→ 任务说明 1:
列出下方平衡二叉树代码中结构体 TreeNode 的全部成员变量名。

→ 所给文本:
= = = = = = =

110.平衡二叉树
// 平衡二叉树,理解稍微有点难度
#include <iostream>
#include <algorithm> // For std::abs and std::max functions
struct TreeNode
{
int val;
TreeNode *left;
TreeNode *right;
TreeNode(int x) : val(x), left(nullptr), right(nullptr) {}
};
// 辅助函数,计算二叉树的高度,并检查是否平衡
int getHeight(TreeNode *root)
{
if (root == NULL)
return 0;
int leftHeight = getHeight(root->left);
if (leftHeight == -1)
return -1;
int rightHeight = getHeight(root->right);
if (rightHeight == -1)
return -1;
return abs(leftHeight - rightHeight) > 1 ? -1 : std::max(leftHeight, rightHeight) + 1;
}
// 主函数,判断二叉树是否平衡
bool isBalanced(TreeNode *root)
{
return getHeight(root) == -1 ? false : true;
}
int main()

= = = = = = =

→ 所给条目:
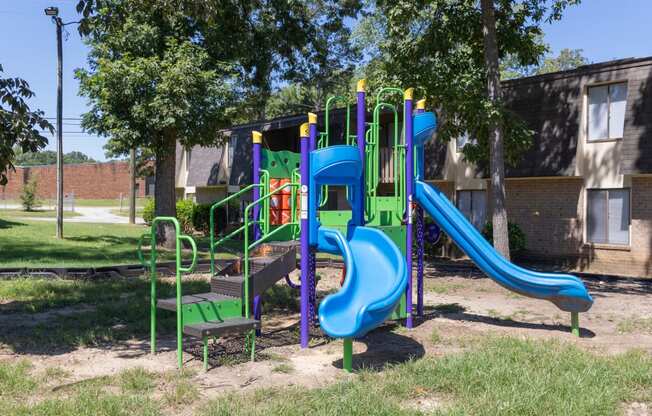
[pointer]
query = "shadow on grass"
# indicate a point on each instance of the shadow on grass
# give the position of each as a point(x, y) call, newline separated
point(385, 348)
point(96, 319)
point(4, 224)
point(457, 312)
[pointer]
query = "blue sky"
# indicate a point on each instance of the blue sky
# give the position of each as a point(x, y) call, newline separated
point(604, 29)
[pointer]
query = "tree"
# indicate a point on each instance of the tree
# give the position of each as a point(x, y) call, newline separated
point(496, 150)
point(439, 46)
point(150, 85)
point(168, 71)
point(20, 127)
point(566, 60)
point(28, 197)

= = = = = = =

→ 任务说明 2:
请把上面条目中的每一行转换成一个 JSON 字符串列表,每行对应一项,空行不计。答案中不要包含图片。

→ 任务答案 1:
val、left、right

→ 任务答案 2:
[
  "[pointer]",
  "query = \"shadow on grass\"",
  "# indicate a point on each instance of the shadow on grass",
  "# give the position of each as a point(x, y) call, newline separated",
  "point(385, 348)",
  "point(96, 319)",
  "point(4, 224)",
  "point(457, 312)",
  "[pointer]",
  "query = \"blue sky\"",
  "# indicate a point on each instance of the blue sky",
  "# give the position of each as a point(x, y) call, newline separated",
  "point(604, 29)",
  "[pointer]",
  "query = \"tree\"",
  "# indicate a point on each instance of the tree",
  "# give the position of each as a point(x, y) call, newline separated",
  "point(496, 150)",
  "point(439, 46)",
  "point(150, 85)",
  "point(168, 71)",
  "point(20, 127)",
  "point(566, 60)",
  "point(28, 197)"
]